GIVEN PASSAGE:
----
Solved – Repeated 100x 10-fold cross validation, what is the sample size when doing an significance test

cross-validationsample-sizestatistical significancet-test

I iterated my 10-fold cross validation 100 times for several methods. Now I want to use a t-test to test if the results are significant. However, I'm not sure what the sample size is.
Is the sample size the original amount of samples, or is it the original amount of samples x 100?

edit:

For university we need to classify 3 cancer types and give an estimation of how well our model will perform. We received a dataset with 100 samples. We split the data up into a training and test set using stratified sampling with a ratio of 0.3 and 0.7. The resulting training set consists of 69 samples, and the test set out of 31 samples.
----
TASK LIST:
1. In the cross-validation thread, how many samples are in the test set?
2. Condense the cross-validation thread's paragraph beginning "For university we need to classify" into a shorter version that keeps its main facts.
3. Carry on writing the cross-validation thread, starting after its final sentence.

[Saved data entries]
----
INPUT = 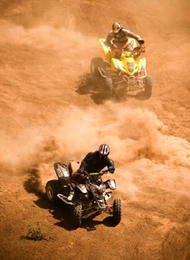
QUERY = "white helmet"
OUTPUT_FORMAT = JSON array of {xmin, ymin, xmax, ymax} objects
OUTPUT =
[{"xmin": 99, "ymin": 144, "xmax": 110, "ymax": 156}]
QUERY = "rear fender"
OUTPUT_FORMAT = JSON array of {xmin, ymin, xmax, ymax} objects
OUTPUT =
[
  {"xmin": 111, "ymin": 59, "xmax": 126, "ymax": 72},
  {"xmin": 105, "ymin": 179, "xmax": 116, "ymax": 190},
  {"xmin": 137, "ymin": 58, "xmax": 146, "ymax": 71},
  {"xmin": 76, "ymin": 184, "xmax": 87, "ymax": 193}
]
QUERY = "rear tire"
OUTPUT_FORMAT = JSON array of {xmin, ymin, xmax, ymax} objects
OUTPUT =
[
  {"xmin": 113, "ymin": 199, "xmax": 122, "ymax": 224},
  {"xmin": 90, "ymin": 57, "xmax": 105, "ymax": 77},
  {"xmin": 73, "ymin": 204, "xmax": 82, "ymax": 227},
  {"xmin": 46, "ymin": 180, "xmax": 61, "ymax": 204},
  {"xmin": 144, "ymin": 75, "xmax": 152, "ymax": 99}
]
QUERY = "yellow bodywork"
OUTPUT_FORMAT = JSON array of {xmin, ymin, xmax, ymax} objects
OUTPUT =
[{"xmin": 99, "ymin": 39, "xmax": 146, "ymax": 76}]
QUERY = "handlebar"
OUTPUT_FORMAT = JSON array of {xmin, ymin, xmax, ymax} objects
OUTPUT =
[{"xmin": 111, "ymin": 45, "xmax": 145, "ymax": 54}]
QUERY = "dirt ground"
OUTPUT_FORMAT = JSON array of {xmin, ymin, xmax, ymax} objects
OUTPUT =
[{"xmin": 0, "ymin": 0, "xmax": 190, "ymax": 260}]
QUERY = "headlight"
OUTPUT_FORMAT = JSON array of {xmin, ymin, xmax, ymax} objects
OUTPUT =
[{"xmin": 127, "ymin": 62, "xmax": 134, "ymax": 72}]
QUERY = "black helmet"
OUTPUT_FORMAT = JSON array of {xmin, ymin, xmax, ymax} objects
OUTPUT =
[
  {"xmin": 112, "ymin": 22, "xmax": 123, "ymax": 34},
  {"xmin": 99, "ymin": 144, "xmax": 110, "ymax": 156}
]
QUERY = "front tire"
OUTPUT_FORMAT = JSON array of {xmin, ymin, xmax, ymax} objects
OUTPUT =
[
  {"xmin": 113, "ymin": 199, "xmax": 122, "ymax": 224},
  {"xmin": 73, "ymin": 204, "xmax": 82, "ymax": 227},
  {"xmin": 90, "ymin": 57, "xmax": 104, "ymax": 77},
  {"xmin": 46, "ymin": 180, "xmax": 61, "ymax": 204},
  {"xmin": 144, "ymin": 75, "xmax": 152, "ymax": 99}
]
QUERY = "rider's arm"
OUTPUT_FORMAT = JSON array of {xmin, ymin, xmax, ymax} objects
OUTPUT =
[
  {"xmin": 122, "ymin": 29, "xmax": 142, "ymax": 41},
  {"xmin": 80, "ymin": 152, "xmax": 93, "ymax": 169},
  {"xmin": 104, "ymin": 32, "xmax": 114, "ymax": 47},
  {"xmin": 107, "ymin": 158, "xmax": 115, "ymax": 173}
]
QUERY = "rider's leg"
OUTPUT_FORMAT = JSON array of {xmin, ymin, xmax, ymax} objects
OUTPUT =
[{"xmin": 67, "ymin": 183, "xmax": 75, "ymax": 201}]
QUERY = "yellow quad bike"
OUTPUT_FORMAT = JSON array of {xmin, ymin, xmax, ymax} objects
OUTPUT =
[{"xmin": 91, "ymin": 39, "xmax": 152, "ymax": 100}]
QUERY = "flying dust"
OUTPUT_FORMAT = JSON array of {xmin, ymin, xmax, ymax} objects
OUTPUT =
[
  {"xmin": 0, "ymin": 16, "xmax": 190, "ymax": 199},
  {"xmin": 1, "ymin": 102, "xmax": 190, "ymax": 196}
]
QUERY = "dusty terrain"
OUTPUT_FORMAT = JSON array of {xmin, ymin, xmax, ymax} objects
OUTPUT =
[{"xmin": 0, "ymin": 0, "xmax": 190, "ymax": 260}]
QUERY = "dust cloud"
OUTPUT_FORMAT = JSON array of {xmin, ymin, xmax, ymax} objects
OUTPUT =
[
  {"xmin": 0, "ymin": 20, "xmax": 99, "ymax": 51},
  {"xmin": 1, "ymin": 102, "xmax": 190, "ymax": 194}
]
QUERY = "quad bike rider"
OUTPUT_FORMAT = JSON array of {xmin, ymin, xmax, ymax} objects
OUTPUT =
[
  {"xmin": 67, "ymin": 144, "xmax": 115, "ymax": 201},
  {"xmin": 91, "ymin": 22, "xmax": 152, "ymax": 100},
  {"xmin": 46, "ymin": 144, "xmax": 122, "ymax": 227},
  {"xmin": 105, "ymin": 22, "xmax": 144, "ymax": 59}
]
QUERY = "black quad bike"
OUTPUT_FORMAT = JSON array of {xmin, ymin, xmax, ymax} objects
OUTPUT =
[{"xmin": 46, "ymin": 160, "xmax": 122, "ymax": 227}]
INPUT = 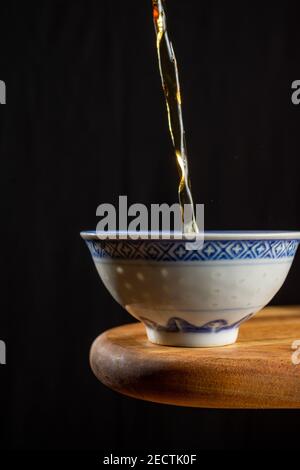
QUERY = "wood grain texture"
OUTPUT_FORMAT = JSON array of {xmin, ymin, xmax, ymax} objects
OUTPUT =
[{"xmin": 90, "ymin": 306, "xmax": 300, "ymax": 408}]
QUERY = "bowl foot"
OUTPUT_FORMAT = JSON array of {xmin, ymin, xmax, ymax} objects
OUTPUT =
[{"xmin": 145, "ymin": 327, "xmax": 239, "ymax": 348}]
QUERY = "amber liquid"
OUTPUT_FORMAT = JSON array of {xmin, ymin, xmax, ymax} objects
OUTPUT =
[{"xmin": 152, "ymin": 0, "xmax": 199, "ymax": 233}]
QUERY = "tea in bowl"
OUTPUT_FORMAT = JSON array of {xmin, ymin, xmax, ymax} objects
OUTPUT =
[{"xmin": 81, "ymin": 231, "xmax": 300, "ymax": 347}]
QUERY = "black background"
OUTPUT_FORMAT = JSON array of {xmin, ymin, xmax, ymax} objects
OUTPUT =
[{"xmin": 0, "ymin": 0, "xmax": 300, "ymax": 452}]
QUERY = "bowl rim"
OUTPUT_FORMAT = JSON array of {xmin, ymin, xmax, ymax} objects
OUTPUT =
[{"xmin": 80, "ymin": 230, "xmax": 300, "ymax": 242}]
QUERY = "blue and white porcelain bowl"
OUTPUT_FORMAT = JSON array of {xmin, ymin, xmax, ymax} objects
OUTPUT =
[{"xmin": 81, "ymin": 232, "xmax": 300, "ymax": 347}]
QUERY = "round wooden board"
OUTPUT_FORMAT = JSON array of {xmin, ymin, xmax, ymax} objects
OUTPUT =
[{"xmin": 90, "ymin": 306, "xmax": 300, "ymax": 408}]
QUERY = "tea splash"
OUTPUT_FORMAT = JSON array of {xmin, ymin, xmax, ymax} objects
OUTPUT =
[{"xmin": 152, "ymin": 0, "xmax": 199, "ymax": 233}]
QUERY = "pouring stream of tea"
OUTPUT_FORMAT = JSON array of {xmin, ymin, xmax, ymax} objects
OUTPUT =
[{"xmin": 152, "ymin": 0, "xmax": 199, "ymax": 233}]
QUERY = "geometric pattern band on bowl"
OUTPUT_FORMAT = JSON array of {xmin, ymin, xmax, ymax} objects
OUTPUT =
[{"xmin": 86, "ymin": 240, "xmax": 299, "ymax": 261}]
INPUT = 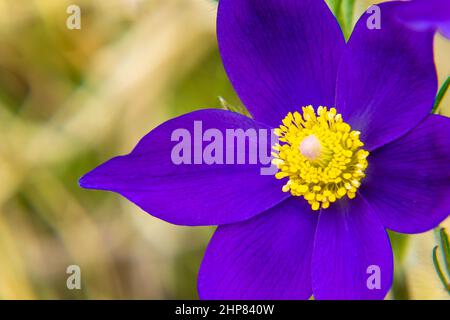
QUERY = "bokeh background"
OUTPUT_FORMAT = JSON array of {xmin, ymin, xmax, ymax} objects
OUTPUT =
[{"xmin": 0, "ymin": 0, "xmax": 450, "ymax": 299}]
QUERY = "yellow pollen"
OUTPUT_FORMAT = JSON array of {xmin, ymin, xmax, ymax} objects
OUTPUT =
[{"xmin": 272, "ymin": 106, "xmax": 369, "ymax": 210}]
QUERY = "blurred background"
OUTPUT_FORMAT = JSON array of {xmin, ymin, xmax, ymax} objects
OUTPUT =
[{"xmin": 0, "ymin": 0, "xmax": 450, "ymax": 299}]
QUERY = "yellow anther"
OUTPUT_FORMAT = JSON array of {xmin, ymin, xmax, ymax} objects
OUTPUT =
[{"xmin": 272, "ymin": 106, "xmax": 369, "ymax": 210}]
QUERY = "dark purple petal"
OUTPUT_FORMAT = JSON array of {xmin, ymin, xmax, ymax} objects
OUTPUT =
[
  {"xmin": 217, "ymin": 0, "xmax": 345, "ymax": 126},
  {"xmin": 80, "ymin": 110, "xmax": 289, "ymax": 225},
  {"xmin": 312, "ymin": 196, "xmax": 393, "ymax": 300},
  {"xmin": 361, "ymin": 115, "xmax": 450, "ymax": 233},
  {"xmin": 396, "ymin": 0, "xmax": 450, "ymax": 39},
  {"xmin": 198, "ymin": 198, "xmax": 317, "ymax": 300},
  {"xmin": 336, "ymin": 3, "xmax": 437, "ymax": 150}
]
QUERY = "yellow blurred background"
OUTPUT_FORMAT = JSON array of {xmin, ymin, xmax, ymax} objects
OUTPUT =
[{"xmin": 0, "ymin": 0, "xmax": 450, "ymax": 299}]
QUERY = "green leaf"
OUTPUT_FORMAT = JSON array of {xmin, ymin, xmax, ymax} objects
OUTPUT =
[
  {"xmin": 328, "ymin": 0, "xmax": 355, "ymax": 40},
  {"xmin": 431, "ymin": 77, "xmax": 450, "ymax": 113},
  {"xmin": 433, "ymin": 228, "xmax": 450, "ymax": 294}
]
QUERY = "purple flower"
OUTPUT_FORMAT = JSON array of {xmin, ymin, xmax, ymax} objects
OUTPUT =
[
  {"xmin": 396, "ymin": 0, "xmax": 450, "ymax": 39},
  {"xmin": 80, "ymin": 0, "xmax": 450, "ymax": 299}
]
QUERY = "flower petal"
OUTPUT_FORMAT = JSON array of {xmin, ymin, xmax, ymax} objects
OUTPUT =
[
  {"xmin": 80, "ymin": 110, "xmax": 289, "ymax": 225},
  {"xmin": 198, "ymin": 197, "xmax": 317, "ymax": 300},
  {"xmin": 396, "ymin": 0, "xmax": 450, "ymax": 39},
  {"xmin": 361, "ymin": 115, "xmax": 450, "ymax": 233},
  {"xmin": 312, "ymin": 196, "xmax": 393, "ymax": 300},
  {"xmin": 217, "ymin": 0, "xmax": 345, "ymax": 126},
  {"xmin": 336, "ymin": 2, "xmax": 437, "ymax": 150}
]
----
ANSWERS FOR EACH ITEM:
1. 31 samples.

2. For a university assignment we must classify 3 cancer types and estimate how well our model will perform. Using stratified sampling with a ratio of 0.3 and 0.7, we split the 100-sample dataset into a training set of 69 samples and a test set of 31 samples.

3.
We used repeated cross validation because of this paper:
http://www.cse.iitb.ac.in/~tarung/smt/papers_ppt/ency-cross-validation.pdf

The repeated cross-validation is done on the same training set, but with the folds are randomly chosen every time, so they should be different every time.

The significance we want to test is if the accuracy of one model is significantly better than the accuracy of a different model.

Best Answer

I think you can make such estimation. since different model use the same dataset, so the accuracy can be used to be compared. However, one important question, maybe, you need take the parameters of the models. whether these parameter will influence your conclusion.